Dataset rows:
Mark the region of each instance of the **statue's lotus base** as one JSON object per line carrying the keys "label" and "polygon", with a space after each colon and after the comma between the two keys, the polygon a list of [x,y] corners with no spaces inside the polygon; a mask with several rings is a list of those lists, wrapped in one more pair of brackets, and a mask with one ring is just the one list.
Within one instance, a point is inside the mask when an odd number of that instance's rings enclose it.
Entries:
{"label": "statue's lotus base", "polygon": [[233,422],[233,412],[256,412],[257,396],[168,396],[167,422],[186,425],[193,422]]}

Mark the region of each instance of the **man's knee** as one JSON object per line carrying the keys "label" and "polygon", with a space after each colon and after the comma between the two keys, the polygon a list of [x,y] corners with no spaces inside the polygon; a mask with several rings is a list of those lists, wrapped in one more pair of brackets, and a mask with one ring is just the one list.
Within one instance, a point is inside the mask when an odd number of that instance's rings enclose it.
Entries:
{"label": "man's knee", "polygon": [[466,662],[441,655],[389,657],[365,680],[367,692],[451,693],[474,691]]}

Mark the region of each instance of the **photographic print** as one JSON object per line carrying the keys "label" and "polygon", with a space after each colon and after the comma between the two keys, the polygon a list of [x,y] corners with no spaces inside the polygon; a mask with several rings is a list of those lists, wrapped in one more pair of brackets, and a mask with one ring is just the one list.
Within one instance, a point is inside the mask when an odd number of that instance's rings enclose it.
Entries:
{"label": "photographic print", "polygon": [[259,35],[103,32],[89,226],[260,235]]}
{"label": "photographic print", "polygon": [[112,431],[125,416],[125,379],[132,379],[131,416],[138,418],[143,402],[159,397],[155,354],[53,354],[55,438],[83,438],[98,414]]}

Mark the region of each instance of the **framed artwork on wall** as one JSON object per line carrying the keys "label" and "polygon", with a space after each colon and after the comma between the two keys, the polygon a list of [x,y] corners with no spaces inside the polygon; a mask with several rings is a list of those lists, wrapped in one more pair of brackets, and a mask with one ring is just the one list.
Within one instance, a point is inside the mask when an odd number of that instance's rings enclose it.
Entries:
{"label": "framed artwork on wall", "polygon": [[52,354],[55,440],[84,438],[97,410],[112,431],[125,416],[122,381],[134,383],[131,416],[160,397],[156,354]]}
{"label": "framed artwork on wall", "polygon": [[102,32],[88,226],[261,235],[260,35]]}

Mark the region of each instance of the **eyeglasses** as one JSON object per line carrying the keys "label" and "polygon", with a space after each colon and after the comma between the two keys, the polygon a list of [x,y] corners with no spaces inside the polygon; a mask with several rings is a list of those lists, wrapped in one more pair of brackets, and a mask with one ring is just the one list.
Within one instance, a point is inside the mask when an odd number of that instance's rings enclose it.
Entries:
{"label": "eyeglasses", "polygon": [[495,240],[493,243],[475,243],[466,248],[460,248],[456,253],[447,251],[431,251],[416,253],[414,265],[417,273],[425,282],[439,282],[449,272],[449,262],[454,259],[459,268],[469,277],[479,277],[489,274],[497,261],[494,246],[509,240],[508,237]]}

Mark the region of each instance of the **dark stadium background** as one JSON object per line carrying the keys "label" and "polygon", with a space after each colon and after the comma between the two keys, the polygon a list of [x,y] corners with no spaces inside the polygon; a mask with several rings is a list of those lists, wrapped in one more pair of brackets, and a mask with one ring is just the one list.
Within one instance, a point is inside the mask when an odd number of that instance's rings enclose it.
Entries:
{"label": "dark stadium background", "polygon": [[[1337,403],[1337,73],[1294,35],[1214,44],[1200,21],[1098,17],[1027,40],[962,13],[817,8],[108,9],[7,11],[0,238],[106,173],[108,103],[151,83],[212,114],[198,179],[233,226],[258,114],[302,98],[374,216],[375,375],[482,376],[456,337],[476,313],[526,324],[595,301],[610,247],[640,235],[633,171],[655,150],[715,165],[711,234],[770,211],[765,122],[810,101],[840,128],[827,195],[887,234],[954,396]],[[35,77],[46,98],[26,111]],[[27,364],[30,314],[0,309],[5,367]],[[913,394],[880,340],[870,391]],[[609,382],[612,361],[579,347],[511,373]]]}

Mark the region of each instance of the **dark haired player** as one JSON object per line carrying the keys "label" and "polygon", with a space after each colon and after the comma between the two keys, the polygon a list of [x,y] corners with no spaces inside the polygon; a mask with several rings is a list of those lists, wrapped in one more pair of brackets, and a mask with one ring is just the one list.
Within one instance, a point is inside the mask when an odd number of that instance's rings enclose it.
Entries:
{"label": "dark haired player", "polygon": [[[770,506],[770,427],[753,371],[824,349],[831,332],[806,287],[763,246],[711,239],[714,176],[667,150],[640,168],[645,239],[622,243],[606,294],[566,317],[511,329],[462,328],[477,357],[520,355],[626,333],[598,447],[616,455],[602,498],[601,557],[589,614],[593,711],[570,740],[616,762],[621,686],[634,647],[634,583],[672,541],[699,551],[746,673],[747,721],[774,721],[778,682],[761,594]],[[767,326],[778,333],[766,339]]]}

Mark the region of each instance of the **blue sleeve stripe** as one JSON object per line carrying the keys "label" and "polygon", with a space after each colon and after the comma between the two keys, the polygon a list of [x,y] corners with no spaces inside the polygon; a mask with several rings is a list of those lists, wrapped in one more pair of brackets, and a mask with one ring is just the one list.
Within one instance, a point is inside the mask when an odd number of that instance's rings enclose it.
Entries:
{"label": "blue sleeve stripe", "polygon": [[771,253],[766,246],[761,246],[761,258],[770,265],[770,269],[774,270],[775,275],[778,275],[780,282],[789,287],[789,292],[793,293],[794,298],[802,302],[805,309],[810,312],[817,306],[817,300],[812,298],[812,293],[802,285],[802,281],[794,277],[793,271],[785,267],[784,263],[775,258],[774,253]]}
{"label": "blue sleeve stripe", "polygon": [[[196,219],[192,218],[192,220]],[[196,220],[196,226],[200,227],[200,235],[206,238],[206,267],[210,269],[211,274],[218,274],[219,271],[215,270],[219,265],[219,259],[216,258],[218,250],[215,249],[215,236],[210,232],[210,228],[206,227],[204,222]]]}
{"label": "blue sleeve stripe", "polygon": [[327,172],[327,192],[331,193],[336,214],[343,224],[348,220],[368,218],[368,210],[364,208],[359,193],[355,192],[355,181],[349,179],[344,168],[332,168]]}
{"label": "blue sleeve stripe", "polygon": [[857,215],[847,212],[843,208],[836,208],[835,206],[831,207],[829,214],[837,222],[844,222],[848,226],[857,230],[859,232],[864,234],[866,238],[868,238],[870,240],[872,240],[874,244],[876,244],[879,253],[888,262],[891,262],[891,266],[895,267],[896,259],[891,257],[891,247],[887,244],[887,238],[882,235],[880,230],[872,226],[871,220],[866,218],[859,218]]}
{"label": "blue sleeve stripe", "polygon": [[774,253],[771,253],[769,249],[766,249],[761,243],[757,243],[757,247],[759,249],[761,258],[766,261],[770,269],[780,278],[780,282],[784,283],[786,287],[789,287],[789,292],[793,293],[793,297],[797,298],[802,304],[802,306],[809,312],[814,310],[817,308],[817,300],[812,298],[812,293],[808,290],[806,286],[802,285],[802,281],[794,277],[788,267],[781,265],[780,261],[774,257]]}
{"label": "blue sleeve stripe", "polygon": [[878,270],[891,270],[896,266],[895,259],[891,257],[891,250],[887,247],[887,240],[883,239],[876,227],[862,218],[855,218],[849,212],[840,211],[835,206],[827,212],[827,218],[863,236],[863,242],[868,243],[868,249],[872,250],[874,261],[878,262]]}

Stated problem: Pick out every line in the records above that contains the string "statue", and copy each one.

Correct result:
Mark the region of each instance of the **statue's lotus base** as one JSON object per line carrying the keys "label" and "polygon", with a space after each colon and after the comma between the two keys, the polygon a list of [x,y] corners with no spaces inside the polygon; a mask with several rings is a list of those lists, wrapped in one more pair of brackets, and a mask with one ring is just the one list.
{"label": "statue's lotus base", "polygon": [[233,422],[233,412],[256,412],[257,396],[168,396],[167,422],[186,425],[193,422]]}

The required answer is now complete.